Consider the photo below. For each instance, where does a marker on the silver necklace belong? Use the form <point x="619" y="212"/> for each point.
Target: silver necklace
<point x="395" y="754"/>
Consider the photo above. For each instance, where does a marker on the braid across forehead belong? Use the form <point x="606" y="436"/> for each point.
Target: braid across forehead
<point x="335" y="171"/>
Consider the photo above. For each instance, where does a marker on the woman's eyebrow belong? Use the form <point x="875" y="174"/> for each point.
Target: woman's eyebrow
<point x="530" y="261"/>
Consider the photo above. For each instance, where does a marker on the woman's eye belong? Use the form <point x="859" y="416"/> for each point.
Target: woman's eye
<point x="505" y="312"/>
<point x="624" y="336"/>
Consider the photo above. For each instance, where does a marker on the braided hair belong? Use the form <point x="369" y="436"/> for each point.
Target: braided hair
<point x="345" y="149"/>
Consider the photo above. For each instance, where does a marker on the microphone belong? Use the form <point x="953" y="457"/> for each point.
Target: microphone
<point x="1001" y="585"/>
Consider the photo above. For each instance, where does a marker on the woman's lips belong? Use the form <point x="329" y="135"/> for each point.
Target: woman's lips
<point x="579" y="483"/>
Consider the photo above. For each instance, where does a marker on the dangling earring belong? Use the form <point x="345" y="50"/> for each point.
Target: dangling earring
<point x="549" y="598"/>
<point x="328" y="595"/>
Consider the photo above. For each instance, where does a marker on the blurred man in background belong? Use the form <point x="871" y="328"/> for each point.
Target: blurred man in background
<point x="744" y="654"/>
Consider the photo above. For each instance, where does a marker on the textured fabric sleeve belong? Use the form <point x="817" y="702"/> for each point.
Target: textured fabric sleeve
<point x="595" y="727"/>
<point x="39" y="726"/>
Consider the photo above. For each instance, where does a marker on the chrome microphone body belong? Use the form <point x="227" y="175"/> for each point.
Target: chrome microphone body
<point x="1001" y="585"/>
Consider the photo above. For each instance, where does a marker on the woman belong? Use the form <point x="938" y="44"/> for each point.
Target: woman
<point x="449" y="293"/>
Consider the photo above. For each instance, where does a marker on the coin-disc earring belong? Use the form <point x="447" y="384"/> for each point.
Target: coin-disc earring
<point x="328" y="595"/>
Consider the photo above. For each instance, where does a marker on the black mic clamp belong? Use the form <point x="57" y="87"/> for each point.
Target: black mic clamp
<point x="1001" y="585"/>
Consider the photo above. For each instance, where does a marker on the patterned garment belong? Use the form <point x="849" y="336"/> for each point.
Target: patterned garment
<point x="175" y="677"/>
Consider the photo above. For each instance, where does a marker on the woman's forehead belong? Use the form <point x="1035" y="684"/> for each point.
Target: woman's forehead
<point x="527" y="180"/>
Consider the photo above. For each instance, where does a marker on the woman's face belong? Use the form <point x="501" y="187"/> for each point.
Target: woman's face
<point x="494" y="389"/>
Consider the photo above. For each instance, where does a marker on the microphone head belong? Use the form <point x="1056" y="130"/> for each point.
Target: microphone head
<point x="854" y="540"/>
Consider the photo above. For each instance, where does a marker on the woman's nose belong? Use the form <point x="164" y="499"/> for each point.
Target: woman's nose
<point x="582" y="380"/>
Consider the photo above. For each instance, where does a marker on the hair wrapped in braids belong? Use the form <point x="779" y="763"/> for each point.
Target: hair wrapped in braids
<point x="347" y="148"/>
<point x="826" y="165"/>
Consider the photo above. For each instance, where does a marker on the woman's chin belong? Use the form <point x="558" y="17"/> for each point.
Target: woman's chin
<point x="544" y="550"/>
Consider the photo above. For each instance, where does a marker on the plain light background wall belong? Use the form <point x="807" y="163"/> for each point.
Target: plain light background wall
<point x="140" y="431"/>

**Your assignment**
Here, the lines to copy run from the one containing "Target: hair wrapped in braids" to the final line of the listing; copy them exactly and nothing else.

**Answer**
Target: hair wrapped in braids
<point x="347" y="148"/>
<point x="826" y="165"/>
Consider the photo above. For each instance, where does a marker on the woman's chin belong? Use the form <point x="558" y="17"/> for each point.
Target: woman's chin
<point x="544" y="550"/>
Consider the photo above. For each instance, where does a marker on the plain light background wall belong? Use the form <point x="807" y="163"/> for each point.
Target: plain light background wall
<point x="140" y="431"/>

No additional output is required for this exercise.